(Stored records)
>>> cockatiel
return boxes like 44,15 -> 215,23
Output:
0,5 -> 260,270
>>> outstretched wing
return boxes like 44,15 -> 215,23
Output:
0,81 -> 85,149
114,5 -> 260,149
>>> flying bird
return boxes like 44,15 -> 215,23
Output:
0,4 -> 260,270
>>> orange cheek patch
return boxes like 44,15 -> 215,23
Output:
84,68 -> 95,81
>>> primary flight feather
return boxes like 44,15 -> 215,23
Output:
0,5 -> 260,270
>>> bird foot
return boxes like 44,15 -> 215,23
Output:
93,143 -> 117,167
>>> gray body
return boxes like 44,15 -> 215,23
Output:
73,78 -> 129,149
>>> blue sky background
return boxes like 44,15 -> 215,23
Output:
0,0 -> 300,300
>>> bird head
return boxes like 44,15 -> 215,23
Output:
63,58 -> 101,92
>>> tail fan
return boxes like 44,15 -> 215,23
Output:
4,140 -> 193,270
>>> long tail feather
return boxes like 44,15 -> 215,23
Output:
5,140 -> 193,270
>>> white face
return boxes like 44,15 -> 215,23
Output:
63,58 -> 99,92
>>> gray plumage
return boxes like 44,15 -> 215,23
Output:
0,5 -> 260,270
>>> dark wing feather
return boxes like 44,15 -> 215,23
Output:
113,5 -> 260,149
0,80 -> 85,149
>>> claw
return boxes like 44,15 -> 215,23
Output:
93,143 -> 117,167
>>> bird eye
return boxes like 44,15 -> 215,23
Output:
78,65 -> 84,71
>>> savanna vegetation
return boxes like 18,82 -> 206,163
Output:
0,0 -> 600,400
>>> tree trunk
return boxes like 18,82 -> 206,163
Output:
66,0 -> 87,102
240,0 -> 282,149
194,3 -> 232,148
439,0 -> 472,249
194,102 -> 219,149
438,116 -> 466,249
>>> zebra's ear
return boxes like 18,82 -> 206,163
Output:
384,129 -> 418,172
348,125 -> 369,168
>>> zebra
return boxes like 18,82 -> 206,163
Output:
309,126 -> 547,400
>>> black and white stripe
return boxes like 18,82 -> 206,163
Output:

### Goal of the exercise:
Present every line of the material above as a numbered list, leaving out any blank lines.

### Output:
1. >>> cockatiel
2. return boxes like 44,15 -> 215,23
3. Output:
4. 0,5 -> 260,270
5. >>> outstretched wing
6. return boxes like 44,15 -> 215,23
7. Output:
8. 0,81 -> 85,149
9. 114,5 -> 260,149
10. >>> flying bird
11. return boxes like 44,15 -> 215,23
12. Output:
13. 0,4 -> 260,270
14. >>> orange cheek patch
15. return boxes like 44,15 -> 215,23
16. Output:
17. 84,68 -> 95,81
18. >>> primary flight feather
19. return boxes like 44,15 -> 215,23
20. Output:
21. 0,5 -> 260,270
22. >>> bird foot
23. return boxes like 44,15 -> 215,23
24. Output:
25. 93,143 -> 117,167
26. >>> gray body
27. return boxes like 44,15 -> 215,23
28. Output:
29. 73,78 -> 129,149
30. >>> blue sky background
31. return boxes like 44,15 -> 215,23
32. Output:
33. 0,0 -> 300,300
34. >>> bird head
35. return boxes like 44,15 -> 215,23
36. Output:
37. 63,58 -> 101,92
38. >>> tail fan
39. return boxes like 44,15 -> 215,23
40. Output:
41. 4,140 -> 193,270
42. >>> long tail feather
43. return boxes like 44,15 -> 215,23
44. Output:
45. 5,140 -> 193,270
46. >>> white face
47. return boxes like 44,15 -> 215,23
48. Output:
49. 63,58 -> 99,92
50. >>> gray plumage
51. return boxes like 44,15 -> 215,23
52. Output:
53. 0,5 -> 260,270
54. >>> dark wing feather
55. return boxes like 44,15 -> 215,23
56. Output:
57. 113,5 -> 260,149
58. 0,80 -> 85,149
59. >>> claw
60. return boxes like 44,15 -> 215,23
61. Output:
62. 93,143 -> 117,167
63. >>> bird eye
64. return boxes like 44,15 -> 215,23
65. Output:
66. 78,65 -> 84,71
67. >>> savanna vegetation
68. return boxes like 18,82 -> 206,163
69. Output:
70. 0,0 -> 600,400
71. >>> tree trunk
72. return boxes like 18,82 -> 206,163
73. Output:
74. 66,0 -> 87,102
75. 240,0 -> 282,149
76. 194,3 -> 232,148
77. 439,0 -> 472,249
78. 194,102 -> 219,149
79. 438,116 -> 466,249
80. >>> zebra's ear
81. return boxes like 18,82 -> 206,163
82. Output:
83. 384,129 -> 418,172
84. 348,125 -> 369,168
85. >>> zebra
86. return boxes like 18,82 -> 206,163
87. Output:
88. 309,126 -> 547,400
89. >>> black and white stripe
90. return boxes like 18,82 -> 206,163
91. Output:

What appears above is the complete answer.